## Exercise requirements:
Take the entries below and return them unchanged.

(Stored data)
-=-=-=-=-
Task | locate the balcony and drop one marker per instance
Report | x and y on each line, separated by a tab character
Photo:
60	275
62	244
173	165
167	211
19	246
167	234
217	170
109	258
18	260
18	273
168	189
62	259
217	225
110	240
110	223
-=-=-=-=-
## Solved problem:
Task | locate the balcony and drop one marker per instance
Report | x and y on each line, separated by a tab character
Photo:
60	275
62	244
173	165
167	211
19	246
167	234
217	170
109	258
18	260
18	273
168	189
62	259
217	225
110	240
110	223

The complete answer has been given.